Find every line in the records below that contains the word "mountain", matching case exactly, and copy each of those lines.

(Items from a data source)

============

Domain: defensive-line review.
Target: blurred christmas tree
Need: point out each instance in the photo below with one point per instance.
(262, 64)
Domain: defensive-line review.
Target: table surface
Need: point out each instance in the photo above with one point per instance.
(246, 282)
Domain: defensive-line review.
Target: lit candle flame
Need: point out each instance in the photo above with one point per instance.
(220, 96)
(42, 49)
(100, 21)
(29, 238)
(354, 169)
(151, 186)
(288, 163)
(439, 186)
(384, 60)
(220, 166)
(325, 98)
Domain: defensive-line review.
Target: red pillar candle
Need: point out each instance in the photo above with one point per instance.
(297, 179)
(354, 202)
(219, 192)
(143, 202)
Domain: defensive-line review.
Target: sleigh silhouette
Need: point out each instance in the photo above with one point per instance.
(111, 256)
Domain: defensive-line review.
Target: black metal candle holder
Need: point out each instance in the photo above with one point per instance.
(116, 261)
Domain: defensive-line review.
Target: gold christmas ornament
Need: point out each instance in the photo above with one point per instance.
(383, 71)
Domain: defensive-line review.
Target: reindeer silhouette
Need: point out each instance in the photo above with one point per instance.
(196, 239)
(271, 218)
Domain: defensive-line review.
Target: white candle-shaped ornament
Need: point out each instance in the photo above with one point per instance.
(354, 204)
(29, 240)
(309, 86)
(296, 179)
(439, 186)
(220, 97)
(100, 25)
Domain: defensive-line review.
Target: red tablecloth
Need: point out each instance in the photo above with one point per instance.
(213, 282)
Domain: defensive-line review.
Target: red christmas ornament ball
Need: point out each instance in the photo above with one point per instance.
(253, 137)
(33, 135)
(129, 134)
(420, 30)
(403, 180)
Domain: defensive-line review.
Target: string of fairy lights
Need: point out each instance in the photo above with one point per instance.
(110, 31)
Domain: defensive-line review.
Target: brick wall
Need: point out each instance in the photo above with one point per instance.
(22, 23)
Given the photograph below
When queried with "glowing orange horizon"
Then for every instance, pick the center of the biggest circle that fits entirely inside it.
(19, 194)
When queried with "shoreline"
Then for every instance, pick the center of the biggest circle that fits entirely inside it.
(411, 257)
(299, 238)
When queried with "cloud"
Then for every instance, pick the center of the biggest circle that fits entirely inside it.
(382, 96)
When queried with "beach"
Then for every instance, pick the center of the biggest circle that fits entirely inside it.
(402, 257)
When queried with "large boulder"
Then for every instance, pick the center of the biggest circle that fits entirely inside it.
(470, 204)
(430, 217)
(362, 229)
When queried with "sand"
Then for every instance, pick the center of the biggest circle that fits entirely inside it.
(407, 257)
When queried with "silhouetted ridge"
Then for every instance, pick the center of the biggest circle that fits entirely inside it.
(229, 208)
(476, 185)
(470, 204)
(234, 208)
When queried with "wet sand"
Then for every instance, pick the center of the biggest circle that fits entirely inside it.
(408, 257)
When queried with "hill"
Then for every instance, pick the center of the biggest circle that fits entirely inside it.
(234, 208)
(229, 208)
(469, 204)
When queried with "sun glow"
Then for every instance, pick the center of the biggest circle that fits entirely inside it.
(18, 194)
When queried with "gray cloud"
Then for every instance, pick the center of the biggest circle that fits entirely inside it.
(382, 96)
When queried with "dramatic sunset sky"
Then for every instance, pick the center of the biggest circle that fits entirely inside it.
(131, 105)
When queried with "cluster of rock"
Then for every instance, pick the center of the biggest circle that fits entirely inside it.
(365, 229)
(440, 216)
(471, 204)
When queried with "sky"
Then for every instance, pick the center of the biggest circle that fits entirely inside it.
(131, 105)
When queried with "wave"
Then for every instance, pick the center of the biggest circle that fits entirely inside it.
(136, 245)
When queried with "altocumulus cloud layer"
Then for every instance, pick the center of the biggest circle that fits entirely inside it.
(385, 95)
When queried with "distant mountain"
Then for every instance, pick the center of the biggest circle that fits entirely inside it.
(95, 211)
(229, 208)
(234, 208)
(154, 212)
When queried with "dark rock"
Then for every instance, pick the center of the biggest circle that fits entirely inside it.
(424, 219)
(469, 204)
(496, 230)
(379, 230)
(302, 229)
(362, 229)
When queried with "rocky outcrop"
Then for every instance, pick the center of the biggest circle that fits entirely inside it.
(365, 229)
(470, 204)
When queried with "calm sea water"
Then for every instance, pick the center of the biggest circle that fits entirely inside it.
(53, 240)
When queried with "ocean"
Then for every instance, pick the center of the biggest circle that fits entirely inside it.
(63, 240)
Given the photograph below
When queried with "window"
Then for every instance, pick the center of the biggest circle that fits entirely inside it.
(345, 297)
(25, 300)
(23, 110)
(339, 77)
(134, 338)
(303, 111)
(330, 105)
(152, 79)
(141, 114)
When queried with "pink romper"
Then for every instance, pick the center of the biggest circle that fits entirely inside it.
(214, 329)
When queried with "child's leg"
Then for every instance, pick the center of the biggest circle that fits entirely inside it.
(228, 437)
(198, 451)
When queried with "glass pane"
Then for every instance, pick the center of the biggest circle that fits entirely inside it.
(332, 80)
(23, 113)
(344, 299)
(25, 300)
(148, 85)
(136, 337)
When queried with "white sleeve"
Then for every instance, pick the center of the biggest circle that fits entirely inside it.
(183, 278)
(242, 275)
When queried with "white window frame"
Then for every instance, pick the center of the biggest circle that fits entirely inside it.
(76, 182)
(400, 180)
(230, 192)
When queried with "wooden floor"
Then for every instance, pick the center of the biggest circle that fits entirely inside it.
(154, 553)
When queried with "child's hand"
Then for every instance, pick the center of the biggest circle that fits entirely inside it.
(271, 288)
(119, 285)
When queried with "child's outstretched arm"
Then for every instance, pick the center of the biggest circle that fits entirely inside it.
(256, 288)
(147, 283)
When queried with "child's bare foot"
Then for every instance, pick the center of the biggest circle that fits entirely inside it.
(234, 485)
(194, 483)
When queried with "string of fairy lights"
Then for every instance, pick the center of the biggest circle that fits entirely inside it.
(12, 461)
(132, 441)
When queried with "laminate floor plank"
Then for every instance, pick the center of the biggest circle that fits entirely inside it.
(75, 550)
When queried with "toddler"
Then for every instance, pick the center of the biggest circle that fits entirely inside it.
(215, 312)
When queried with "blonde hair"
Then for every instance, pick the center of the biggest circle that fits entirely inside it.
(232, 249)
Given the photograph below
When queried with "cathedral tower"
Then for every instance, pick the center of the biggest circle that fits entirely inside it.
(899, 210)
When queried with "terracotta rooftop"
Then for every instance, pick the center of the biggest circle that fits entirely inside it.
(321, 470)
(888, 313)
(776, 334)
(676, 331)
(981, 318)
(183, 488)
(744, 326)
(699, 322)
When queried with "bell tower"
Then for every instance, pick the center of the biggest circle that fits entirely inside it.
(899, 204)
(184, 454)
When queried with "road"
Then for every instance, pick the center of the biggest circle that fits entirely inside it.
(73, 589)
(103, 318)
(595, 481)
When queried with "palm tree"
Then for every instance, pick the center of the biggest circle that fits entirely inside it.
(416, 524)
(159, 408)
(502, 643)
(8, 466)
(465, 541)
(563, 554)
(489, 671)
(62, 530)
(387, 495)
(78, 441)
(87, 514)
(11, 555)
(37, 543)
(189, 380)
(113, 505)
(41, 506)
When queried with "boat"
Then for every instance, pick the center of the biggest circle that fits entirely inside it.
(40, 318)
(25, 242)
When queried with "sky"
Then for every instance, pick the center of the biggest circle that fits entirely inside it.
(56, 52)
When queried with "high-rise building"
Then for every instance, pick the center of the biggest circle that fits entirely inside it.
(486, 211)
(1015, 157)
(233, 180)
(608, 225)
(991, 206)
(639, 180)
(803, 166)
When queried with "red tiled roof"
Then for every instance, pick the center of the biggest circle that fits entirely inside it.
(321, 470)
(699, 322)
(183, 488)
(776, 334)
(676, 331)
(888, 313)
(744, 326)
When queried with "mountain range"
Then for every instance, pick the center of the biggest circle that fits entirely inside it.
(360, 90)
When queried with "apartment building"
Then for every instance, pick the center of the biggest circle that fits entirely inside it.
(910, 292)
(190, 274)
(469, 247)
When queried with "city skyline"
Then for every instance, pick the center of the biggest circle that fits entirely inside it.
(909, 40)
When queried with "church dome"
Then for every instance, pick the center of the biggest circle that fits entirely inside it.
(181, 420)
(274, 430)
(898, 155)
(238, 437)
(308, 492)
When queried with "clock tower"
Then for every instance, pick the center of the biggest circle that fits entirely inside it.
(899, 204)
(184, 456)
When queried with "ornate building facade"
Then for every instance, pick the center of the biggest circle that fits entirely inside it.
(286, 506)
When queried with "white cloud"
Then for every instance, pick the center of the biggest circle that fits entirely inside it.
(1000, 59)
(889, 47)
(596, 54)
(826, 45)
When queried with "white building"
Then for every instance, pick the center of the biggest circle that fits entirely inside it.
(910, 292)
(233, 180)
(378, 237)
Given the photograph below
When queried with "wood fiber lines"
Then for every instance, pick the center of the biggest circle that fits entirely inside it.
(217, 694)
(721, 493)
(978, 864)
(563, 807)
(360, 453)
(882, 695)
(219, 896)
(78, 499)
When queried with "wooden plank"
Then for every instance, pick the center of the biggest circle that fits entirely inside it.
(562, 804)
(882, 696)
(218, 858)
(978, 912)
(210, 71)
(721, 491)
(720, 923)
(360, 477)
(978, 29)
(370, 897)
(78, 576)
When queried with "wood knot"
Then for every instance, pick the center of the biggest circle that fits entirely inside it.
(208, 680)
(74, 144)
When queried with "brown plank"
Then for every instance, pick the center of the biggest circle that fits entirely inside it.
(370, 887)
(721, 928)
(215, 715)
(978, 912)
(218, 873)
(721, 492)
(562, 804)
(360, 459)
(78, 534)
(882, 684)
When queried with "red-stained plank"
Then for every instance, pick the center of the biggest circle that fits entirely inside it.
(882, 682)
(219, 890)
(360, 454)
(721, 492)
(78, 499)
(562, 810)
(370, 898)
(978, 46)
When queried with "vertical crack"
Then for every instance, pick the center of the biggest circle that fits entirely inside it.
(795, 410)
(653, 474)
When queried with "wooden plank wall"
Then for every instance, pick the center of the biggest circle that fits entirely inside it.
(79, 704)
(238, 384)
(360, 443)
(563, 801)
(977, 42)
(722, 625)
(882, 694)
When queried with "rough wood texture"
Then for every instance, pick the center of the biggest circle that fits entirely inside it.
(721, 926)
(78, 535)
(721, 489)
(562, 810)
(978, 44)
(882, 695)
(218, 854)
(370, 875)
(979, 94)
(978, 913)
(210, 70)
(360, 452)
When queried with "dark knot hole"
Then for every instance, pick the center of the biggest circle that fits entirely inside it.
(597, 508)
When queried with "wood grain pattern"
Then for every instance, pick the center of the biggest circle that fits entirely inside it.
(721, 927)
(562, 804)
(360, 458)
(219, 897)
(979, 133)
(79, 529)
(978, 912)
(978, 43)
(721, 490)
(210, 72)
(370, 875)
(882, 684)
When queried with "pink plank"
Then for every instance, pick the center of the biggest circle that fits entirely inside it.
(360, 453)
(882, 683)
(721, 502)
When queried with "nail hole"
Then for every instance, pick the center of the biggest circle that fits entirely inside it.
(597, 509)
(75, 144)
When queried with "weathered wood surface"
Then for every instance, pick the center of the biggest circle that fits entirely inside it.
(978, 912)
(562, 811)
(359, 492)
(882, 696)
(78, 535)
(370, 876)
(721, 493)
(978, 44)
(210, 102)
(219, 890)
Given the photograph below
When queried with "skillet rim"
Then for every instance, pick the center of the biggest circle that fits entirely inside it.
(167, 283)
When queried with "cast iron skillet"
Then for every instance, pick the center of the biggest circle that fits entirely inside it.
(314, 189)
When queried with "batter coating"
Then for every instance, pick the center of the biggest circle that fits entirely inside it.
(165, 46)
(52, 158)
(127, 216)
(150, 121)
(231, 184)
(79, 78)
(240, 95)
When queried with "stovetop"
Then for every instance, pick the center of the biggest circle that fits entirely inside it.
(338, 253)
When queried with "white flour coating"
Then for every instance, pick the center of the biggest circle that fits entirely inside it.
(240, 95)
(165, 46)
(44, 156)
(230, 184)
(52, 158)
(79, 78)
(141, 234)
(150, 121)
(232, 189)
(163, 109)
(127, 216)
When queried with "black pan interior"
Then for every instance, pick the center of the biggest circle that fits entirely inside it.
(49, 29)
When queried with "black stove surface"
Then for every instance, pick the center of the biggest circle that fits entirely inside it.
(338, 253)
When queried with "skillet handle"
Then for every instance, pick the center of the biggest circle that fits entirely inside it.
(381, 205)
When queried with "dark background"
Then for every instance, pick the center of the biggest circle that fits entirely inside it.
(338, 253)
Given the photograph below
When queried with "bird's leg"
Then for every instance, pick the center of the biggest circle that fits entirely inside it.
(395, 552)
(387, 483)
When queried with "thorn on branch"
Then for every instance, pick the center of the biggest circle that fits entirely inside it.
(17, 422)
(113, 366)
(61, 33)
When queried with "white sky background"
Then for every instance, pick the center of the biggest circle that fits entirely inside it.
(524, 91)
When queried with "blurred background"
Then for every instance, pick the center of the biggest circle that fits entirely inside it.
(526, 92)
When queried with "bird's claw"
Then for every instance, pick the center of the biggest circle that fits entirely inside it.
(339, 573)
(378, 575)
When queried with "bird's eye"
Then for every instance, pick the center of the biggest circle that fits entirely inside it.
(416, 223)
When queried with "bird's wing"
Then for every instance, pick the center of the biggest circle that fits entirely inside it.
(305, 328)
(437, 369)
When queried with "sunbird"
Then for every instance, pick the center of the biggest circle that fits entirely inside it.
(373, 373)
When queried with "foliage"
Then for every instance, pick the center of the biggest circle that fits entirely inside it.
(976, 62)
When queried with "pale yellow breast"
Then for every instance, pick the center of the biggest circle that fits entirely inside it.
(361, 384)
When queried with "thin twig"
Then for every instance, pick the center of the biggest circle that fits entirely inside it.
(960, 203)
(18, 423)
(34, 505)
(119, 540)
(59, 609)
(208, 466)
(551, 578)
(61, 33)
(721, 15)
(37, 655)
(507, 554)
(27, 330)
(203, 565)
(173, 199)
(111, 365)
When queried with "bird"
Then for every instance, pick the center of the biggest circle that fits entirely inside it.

============

**ANSWER TO THIS TASK:**
When queried with "distant mountain"
When queried with "mountain range"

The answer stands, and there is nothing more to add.